Required work => Repeat exactly the lines from the line containing "of the side" to the last line of the listing, including both.

Data provided =>
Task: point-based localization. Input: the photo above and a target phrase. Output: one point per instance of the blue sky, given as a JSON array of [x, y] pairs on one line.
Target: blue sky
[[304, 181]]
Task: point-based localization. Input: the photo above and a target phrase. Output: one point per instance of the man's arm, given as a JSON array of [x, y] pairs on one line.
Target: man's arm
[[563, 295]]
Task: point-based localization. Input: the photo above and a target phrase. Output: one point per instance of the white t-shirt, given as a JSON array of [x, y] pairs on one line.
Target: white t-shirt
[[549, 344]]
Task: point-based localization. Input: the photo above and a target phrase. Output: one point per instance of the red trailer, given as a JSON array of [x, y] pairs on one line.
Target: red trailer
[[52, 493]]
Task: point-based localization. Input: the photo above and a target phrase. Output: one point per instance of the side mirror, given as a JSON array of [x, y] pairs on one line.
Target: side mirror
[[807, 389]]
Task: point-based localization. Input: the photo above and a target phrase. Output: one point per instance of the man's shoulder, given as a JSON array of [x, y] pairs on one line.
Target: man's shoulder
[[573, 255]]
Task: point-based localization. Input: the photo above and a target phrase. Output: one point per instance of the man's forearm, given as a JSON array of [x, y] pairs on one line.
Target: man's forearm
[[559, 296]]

Response to the exercise =>
Task: point-based localization. Input: the photo above and a target phrase. Output: one point per instance of the side mirror, given as a JSON array of [x, y] pairs on one line.
Target: side mirror
[[807, 389]]
Task: point-based localization. Input: the photo above and a target phrase. Output: one point per instance of the man's shoulder, given as a JSON array of [x, y] pairs on one line.
Target: man's shoulder
[[573, 255]]
Task: point-based localization. Input: the photo above and a target phrase. Output: one point per instance of the man's forearm, given as a JSON array of [x, y] pairs on one line.
Target: man's forearm
[[559, 296]]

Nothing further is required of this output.